§ About this task: Work out how many lines of the material contain the string "post"; the answer is that number only.
○ ○ ○ ○ ○
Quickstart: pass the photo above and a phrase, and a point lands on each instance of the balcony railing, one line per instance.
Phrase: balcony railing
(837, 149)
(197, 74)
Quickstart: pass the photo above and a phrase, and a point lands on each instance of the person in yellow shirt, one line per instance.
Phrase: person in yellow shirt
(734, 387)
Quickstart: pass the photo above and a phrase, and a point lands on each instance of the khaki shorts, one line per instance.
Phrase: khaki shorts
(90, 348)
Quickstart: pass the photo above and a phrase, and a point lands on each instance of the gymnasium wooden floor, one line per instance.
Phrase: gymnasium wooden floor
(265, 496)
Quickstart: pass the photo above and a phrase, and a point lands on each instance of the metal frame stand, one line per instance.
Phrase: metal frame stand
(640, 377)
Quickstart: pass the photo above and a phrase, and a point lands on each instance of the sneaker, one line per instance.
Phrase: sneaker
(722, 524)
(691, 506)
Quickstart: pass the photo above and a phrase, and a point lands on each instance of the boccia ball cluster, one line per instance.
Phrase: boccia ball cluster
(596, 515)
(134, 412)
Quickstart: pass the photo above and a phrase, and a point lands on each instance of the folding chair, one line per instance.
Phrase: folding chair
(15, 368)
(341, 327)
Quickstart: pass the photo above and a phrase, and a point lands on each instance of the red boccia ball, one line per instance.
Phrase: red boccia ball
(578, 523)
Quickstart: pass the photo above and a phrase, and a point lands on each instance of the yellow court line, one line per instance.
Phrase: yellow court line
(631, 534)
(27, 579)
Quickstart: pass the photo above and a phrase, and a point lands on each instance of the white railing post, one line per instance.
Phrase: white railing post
○ ○ ○ ○ ○
§ Result for this exercise: 2